### WHAT YOU WILL DO
After finding the line that contains "the distant mountain", reproduce it and each line below it through the end of the listing, exactly, with nothing added.

START INFORMATION SUPPLIED

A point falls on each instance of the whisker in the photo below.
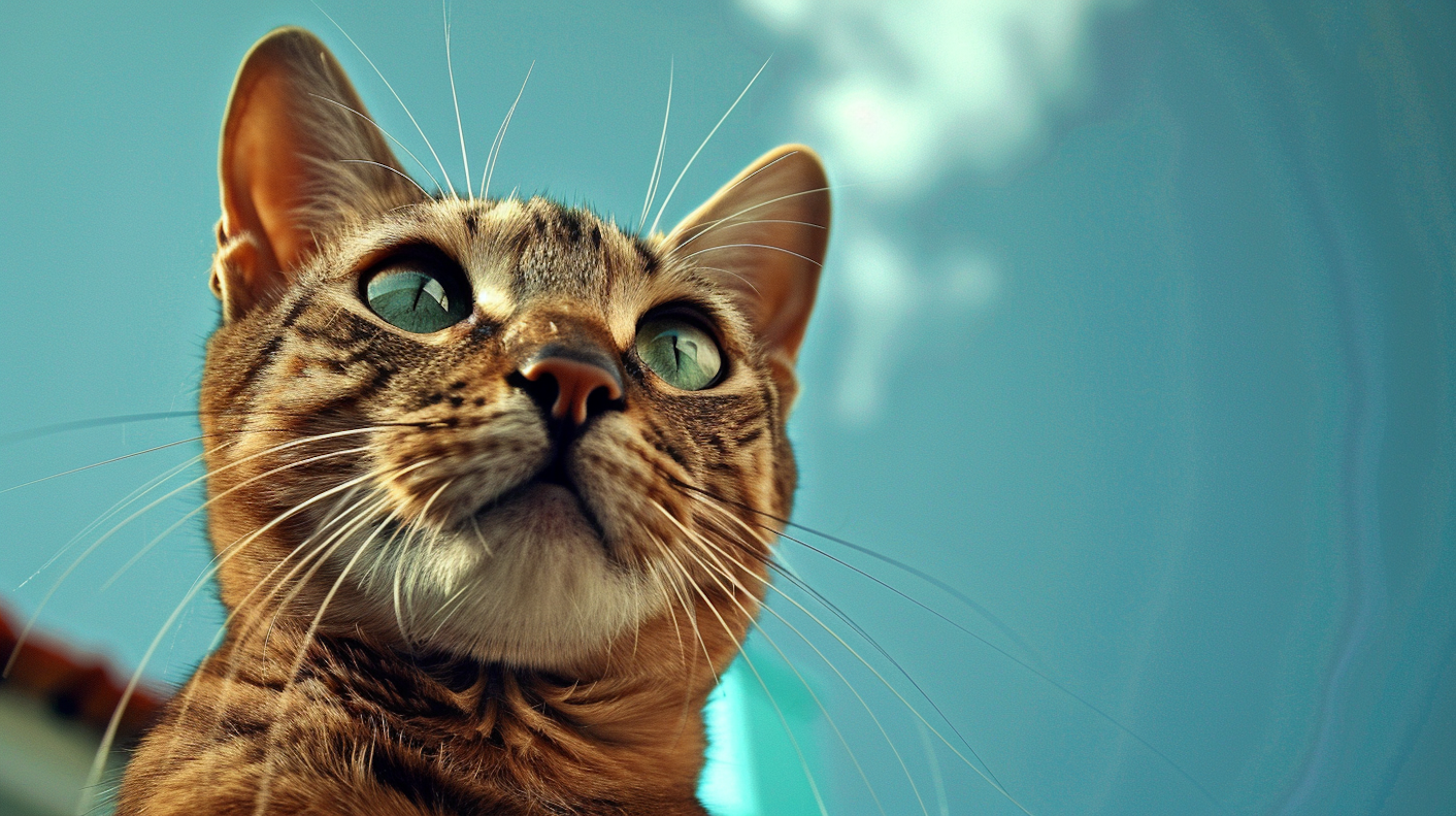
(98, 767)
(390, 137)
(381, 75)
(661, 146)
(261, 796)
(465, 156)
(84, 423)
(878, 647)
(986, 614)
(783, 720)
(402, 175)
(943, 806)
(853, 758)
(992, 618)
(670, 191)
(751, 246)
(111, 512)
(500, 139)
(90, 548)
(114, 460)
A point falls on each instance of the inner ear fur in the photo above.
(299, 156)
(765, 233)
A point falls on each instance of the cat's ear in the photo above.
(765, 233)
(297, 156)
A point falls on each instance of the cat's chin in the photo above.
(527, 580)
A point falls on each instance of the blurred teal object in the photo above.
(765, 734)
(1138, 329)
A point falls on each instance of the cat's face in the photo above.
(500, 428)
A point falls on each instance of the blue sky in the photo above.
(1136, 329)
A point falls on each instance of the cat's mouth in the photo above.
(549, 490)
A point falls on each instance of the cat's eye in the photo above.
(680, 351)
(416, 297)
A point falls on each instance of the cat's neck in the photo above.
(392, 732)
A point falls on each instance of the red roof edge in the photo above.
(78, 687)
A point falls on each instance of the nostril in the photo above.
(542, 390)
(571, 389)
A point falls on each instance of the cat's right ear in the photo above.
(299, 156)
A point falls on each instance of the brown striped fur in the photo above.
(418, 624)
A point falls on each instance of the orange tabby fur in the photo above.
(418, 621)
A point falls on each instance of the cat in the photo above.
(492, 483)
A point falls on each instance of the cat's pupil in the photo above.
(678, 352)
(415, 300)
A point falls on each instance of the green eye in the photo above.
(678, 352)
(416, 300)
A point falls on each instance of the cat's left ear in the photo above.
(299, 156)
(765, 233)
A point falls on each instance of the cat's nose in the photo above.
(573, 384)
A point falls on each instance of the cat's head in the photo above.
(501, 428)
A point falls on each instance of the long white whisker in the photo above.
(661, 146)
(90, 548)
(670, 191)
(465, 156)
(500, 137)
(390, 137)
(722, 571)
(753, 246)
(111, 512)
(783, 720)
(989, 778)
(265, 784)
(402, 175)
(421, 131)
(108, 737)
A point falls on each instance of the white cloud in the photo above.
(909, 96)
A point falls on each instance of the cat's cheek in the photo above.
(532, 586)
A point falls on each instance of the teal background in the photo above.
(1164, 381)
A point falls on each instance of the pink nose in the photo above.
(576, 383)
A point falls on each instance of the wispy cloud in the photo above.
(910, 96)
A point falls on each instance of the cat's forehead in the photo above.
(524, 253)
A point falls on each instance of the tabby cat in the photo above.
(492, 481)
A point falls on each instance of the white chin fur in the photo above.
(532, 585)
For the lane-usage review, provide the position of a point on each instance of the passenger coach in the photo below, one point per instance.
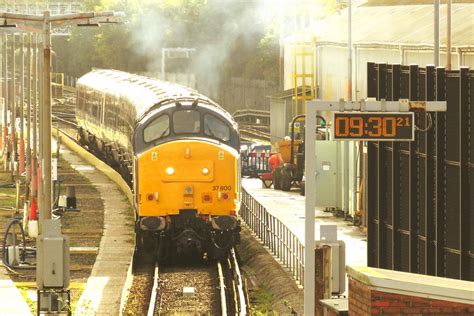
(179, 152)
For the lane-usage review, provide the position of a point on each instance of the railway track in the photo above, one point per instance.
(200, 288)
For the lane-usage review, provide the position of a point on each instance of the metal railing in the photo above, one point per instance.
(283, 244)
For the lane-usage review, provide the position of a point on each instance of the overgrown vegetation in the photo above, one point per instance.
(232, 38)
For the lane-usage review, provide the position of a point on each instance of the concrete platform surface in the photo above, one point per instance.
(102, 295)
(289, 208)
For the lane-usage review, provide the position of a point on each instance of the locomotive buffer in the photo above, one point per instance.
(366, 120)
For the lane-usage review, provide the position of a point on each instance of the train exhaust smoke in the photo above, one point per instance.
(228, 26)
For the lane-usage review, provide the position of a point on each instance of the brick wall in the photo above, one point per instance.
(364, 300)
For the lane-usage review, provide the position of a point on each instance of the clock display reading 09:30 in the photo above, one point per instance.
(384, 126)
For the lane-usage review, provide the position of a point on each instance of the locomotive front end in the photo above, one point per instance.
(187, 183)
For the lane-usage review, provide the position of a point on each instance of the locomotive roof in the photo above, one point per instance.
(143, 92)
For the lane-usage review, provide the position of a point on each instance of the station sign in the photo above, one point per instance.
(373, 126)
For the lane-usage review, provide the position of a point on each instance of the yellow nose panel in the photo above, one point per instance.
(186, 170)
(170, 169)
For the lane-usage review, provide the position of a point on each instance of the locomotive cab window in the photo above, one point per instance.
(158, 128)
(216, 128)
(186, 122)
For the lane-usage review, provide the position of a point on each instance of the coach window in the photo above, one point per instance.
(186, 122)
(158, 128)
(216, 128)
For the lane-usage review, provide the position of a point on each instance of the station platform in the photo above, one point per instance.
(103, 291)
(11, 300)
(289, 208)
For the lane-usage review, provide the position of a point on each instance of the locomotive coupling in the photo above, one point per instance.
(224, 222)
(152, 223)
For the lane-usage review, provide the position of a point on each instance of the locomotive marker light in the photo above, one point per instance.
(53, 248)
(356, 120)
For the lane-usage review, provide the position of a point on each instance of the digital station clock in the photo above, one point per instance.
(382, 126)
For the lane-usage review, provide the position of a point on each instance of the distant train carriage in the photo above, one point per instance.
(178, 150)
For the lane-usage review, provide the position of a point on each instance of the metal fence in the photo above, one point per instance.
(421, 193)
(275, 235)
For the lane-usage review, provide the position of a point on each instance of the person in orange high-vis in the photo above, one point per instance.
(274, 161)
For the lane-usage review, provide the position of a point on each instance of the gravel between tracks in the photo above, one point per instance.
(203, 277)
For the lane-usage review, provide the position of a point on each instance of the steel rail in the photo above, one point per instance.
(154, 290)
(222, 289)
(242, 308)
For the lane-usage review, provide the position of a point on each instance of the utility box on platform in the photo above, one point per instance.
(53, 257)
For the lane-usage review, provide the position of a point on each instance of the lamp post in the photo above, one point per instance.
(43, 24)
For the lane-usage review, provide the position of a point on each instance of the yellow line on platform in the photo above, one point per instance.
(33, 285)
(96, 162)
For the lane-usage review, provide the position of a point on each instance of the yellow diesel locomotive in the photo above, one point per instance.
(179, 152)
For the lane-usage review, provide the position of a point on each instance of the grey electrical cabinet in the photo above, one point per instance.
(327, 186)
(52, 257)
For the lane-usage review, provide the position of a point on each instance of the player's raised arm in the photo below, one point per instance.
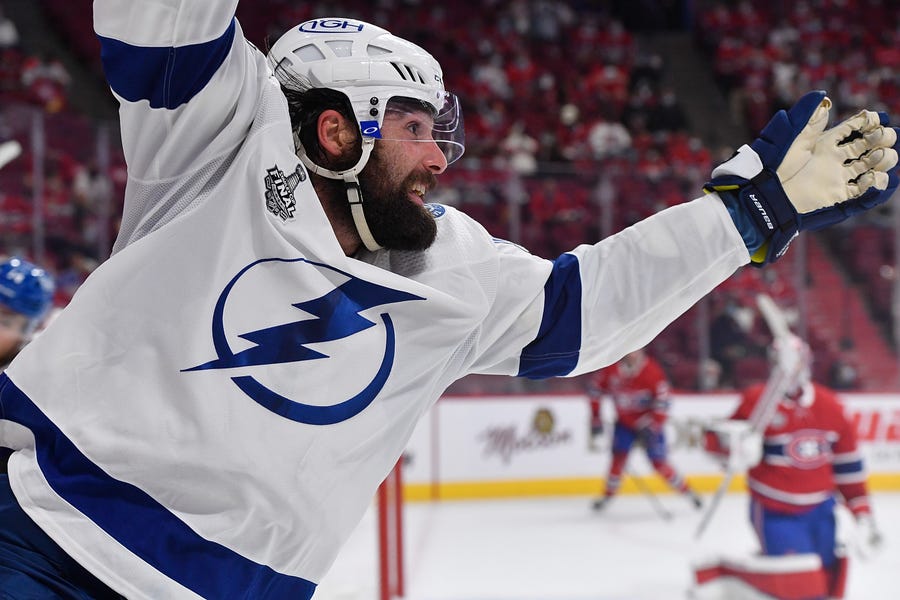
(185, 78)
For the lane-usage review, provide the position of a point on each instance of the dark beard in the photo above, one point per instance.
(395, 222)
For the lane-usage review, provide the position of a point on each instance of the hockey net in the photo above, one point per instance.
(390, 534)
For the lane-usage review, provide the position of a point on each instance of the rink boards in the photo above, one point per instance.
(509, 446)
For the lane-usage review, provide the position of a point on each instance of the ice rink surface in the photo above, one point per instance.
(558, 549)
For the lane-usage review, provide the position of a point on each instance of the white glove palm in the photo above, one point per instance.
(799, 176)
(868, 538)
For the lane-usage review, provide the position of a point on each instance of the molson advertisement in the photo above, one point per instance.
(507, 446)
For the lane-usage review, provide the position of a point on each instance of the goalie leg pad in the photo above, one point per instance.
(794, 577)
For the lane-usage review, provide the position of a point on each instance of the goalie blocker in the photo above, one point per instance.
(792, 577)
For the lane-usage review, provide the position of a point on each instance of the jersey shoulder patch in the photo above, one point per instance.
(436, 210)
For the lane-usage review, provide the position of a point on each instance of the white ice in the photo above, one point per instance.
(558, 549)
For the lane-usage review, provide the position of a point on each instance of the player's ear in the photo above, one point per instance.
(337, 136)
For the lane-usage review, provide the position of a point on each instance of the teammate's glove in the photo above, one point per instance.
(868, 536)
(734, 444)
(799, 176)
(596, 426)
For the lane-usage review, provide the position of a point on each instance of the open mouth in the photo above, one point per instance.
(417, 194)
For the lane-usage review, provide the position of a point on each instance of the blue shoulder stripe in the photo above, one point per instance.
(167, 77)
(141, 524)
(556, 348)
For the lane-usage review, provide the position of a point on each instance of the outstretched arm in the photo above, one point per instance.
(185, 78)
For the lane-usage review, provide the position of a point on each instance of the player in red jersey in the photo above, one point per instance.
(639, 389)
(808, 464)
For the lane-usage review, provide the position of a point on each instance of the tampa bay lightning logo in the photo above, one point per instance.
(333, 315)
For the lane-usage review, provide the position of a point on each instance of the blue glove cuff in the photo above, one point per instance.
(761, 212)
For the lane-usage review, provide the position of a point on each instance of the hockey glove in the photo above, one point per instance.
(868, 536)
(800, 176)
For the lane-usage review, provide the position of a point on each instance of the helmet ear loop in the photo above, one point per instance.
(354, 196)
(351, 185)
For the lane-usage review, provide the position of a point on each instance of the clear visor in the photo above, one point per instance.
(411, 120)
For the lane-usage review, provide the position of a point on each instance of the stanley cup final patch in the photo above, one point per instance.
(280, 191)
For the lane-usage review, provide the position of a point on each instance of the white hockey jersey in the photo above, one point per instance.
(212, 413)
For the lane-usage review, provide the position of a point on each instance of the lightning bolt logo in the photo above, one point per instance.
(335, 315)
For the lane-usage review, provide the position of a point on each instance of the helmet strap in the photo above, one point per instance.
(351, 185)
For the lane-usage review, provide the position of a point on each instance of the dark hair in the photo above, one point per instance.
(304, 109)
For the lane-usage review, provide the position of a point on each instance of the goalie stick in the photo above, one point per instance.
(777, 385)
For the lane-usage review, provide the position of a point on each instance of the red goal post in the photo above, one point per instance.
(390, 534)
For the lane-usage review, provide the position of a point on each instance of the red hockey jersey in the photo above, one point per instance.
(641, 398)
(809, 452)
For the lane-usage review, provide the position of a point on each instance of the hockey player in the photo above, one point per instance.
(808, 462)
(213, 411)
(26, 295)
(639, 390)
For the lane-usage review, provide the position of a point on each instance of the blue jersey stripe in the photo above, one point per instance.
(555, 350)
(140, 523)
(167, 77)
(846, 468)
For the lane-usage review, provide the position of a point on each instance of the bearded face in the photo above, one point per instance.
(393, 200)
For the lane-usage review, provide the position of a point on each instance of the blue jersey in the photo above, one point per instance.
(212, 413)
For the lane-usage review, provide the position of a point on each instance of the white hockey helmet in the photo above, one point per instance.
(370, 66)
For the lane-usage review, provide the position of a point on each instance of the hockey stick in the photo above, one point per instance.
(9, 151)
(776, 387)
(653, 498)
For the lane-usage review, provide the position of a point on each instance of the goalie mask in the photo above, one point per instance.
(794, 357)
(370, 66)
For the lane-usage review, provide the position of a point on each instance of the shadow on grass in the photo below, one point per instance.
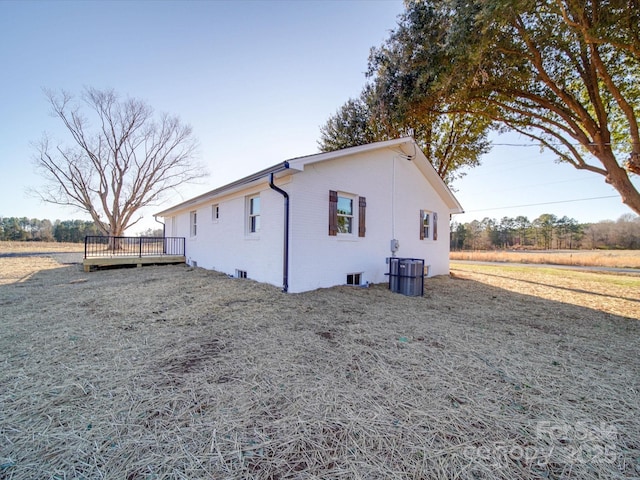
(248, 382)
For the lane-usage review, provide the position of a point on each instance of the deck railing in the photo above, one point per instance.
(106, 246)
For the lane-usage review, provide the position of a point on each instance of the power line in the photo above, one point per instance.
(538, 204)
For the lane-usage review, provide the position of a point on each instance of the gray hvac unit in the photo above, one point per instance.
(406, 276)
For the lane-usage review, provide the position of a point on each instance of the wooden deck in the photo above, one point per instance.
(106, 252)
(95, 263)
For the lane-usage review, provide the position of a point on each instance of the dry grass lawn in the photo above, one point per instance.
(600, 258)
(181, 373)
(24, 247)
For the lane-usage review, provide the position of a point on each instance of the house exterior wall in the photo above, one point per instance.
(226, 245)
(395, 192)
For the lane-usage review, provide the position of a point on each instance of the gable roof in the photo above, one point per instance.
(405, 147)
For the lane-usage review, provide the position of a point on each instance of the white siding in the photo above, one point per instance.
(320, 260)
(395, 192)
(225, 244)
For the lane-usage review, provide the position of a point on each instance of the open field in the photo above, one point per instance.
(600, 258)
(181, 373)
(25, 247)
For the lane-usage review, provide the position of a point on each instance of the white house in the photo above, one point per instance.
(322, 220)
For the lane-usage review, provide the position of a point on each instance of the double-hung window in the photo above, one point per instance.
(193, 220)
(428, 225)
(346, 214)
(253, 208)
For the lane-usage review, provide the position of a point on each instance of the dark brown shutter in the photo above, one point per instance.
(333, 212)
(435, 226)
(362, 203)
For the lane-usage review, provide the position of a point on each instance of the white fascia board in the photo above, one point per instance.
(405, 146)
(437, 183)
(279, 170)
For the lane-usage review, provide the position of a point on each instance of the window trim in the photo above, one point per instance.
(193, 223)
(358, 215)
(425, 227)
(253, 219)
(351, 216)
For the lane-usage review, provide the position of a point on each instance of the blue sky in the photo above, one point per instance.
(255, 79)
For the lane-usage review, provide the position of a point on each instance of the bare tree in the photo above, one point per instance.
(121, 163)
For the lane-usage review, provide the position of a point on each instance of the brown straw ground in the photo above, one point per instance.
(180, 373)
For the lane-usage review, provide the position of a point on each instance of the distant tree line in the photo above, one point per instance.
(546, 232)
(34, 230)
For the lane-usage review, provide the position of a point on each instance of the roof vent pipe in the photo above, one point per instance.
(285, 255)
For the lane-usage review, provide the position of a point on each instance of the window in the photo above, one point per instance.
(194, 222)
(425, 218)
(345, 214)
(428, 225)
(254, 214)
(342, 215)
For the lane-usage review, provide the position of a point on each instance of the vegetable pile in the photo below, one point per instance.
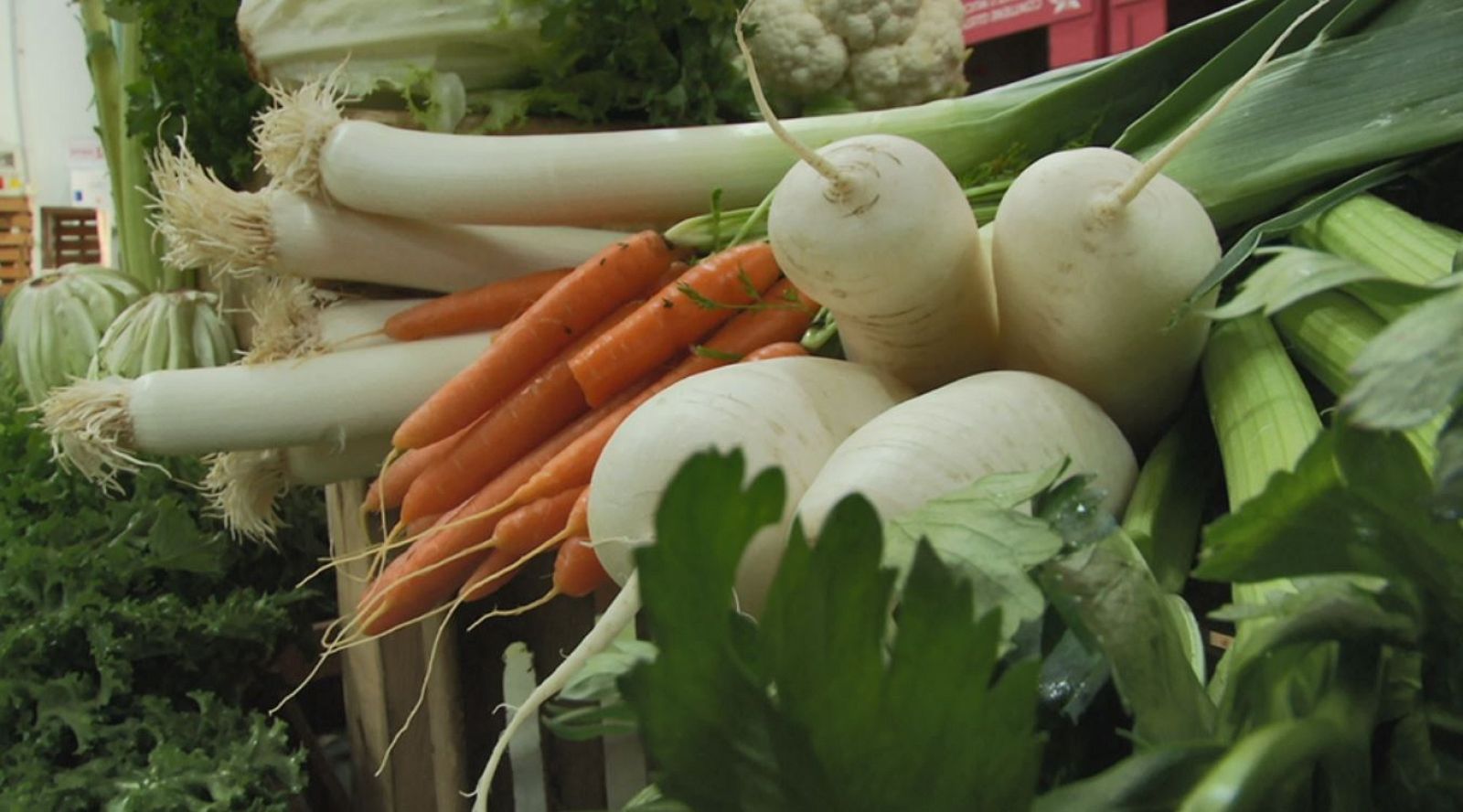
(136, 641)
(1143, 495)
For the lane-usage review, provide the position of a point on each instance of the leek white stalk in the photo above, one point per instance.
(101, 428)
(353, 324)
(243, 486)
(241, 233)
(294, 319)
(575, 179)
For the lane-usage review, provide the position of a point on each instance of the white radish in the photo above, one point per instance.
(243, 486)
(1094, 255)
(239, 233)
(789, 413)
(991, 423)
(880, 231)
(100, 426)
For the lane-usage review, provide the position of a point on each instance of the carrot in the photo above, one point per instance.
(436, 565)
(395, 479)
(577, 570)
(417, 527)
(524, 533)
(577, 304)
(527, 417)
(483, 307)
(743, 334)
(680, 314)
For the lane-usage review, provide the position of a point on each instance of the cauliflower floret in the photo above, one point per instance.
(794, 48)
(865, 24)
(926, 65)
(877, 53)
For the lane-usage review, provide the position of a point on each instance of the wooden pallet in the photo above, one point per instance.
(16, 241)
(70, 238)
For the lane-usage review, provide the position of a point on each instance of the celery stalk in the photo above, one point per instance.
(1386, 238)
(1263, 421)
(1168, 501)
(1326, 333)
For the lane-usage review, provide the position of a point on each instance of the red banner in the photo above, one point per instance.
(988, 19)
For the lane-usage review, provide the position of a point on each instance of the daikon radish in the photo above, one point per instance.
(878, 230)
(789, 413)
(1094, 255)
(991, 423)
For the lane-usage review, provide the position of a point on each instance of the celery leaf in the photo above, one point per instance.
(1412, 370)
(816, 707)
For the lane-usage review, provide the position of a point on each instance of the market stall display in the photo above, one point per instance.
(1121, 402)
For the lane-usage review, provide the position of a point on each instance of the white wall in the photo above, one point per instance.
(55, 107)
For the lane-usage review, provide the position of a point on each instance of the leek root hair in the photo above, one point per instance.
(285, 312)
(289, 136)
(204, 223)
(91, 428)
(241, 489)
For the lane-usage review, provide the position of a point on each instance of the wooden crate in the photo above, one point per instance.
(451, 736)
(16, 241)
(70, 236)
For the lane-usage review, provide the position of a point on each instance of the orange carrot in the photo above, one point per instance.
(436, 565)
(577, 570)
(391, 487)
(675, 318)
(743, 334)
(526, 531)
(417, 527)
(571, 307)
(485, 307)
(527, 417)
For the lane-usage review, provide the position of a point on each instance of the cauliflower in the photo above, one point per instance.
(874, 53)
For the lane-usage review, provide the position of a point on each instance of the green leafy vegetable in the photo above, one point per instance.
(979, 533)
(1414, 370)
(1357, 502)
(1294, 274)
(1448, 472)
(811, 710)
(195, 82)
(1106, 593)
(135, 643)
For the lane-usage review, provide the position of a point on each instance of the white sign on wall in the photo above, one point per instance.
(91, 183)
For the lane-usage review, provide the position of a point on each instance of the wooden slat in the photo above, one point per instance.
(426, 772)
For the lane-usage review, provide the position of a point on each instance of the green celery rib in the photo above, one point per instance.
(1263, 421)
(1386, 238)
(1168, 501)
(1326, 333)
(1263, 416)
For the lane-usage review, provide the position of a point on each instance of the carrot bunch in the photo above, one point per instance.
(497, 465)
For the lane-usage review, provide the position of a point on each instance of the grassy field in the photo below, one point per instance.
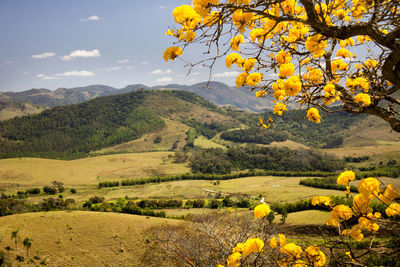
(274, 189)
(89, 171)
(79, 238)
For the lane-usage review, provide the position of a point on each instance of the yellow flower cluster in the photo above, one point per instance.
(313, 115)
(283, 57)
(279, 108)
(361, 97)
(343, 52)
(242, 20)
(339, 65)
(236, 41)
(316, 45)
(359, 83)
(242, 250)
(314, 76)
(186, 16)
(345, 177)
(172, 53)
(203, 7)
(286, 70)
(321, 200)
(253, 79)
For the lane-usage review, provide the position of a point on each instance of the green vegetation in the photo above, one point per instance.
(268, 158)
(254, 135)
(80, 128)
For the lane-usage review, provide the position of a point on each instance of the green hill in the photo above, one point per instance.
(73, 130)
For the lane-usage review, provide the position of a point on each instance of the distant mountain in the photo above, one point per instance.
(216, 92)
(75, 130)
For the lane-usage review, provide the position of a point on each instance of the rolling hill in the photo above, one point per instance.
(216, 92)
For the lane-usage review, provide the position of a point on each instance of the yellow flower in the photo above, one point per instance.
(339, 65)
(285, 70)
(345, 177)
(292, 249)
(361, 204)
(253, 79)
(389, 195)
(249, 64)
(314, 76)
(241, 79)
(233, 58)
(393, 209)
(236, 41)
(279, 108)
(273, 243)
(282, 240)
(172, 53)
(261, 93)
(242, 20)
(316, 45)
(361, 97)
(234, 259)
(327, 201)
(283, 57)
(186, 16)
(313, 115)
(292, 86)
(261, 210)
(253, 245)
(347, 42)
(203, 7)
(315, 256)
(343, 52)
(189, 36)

END INFORMATION SUPPLIED

### COMPLETED TASK
For the lane-usage review, provide the position of a point on each instance of the distant mountain in the photo above, one point per instance.
(216, 92)
(75, 130)
For the lane-usage review, provide the position of a point on each instance of the rolling hill in the photo above, one point per instance.
(216, 92)
For the lane-usage review, provide the position of a point on each instance of the yellow flower in the photo above, one point per instance.
(339, 65)
(285, 70)
(345, 177)
(292, 249)
(361, 204)
(253, 79)
(389, 195)
(249, 64)
(314, 76)
(241, 79)
(233, 58)
(393, 209)
(236, 41)
(279, 108)
(273, 243)
(282, 240)
(172, 53)
(261, 93)
(242, 20)
(316, 45)
(361, 97)
(234, 259)
(327, 201)
(283, 57)
(186, 16)
(313, 115)
(292, 86)
(261, 210)
(253, 245)
(347, 42)
(203, 7)
(315, 256)
(343, 52)
(189, 36)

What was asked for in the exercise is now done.